Text block:

══════════

Tushara
- May 2018 edition's cover, of magazine
- Managing Editor: Sandhya Pai
- Former editors: K. Shivaram Karanth; Girish Karnad; U. R. Ananthamurthy; Satish U. Pai (ex-Managing Editor); A. Eshwaraiya (ex-Assistant Editor); Udayananda Bhandary;
- Categories: Literary
- Frequency: Monthly
- Format: Print (Paperback), Online
- Publisher: Manipal Media Network Ltd. (MMNL)
- Founder: Manipal Media Network Ltd. (MMNL)
- Founded: April 1973; 51 years ago
- Country: India
- Based in: Manipal, Karnataka
- Language: Kannada
- Website: MMNL Official website
- OCLC: 34468126

= Tushara (magazine) =

Monthly literary magazine

Tushara is a major Kannada monthly literary magazine published in Karnataka, India, with its headquarters in Manipal, Karnataka.

The magazine features columns such as ′Sarasa′ (meaning: Naughty), ′Mathininda Lekhanige′ (meaning: From speech to pen), ′Sahitya Avalokana′ (meaning: Literature overview), ′Kannada Kathaloka′ (meaning: Kannada story world), ′Makkala Kathe′ (meaning: Children's stories), ′Vishwa Kathe′ (meaning: World story) and ′Masadamathu′ (meaning: indestructible words).

══════════

What is needed:
In the Tushara magazine page, what does the column title 'Mathininda Lekhanige' mean?

Dataset excerpt:
══════════

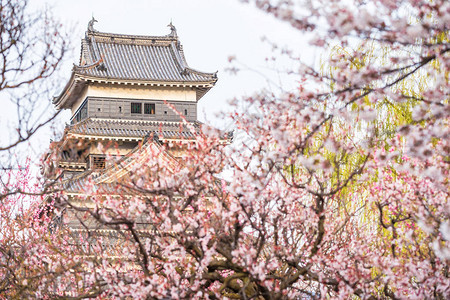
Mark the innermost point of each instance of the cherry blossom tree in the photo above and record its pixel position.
(340, 189)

══════════

Answer to this problem:
From speech to pen.